• **Problem statement**:
How many rows below contain the string "above"? Reply with the number alone.

• **Working data**:
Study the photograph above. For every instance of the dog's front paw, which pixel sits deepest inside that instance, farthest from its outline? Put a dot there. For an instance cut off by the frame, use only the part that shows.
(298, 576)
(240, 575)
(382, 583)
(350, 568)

• **Task solution**:
1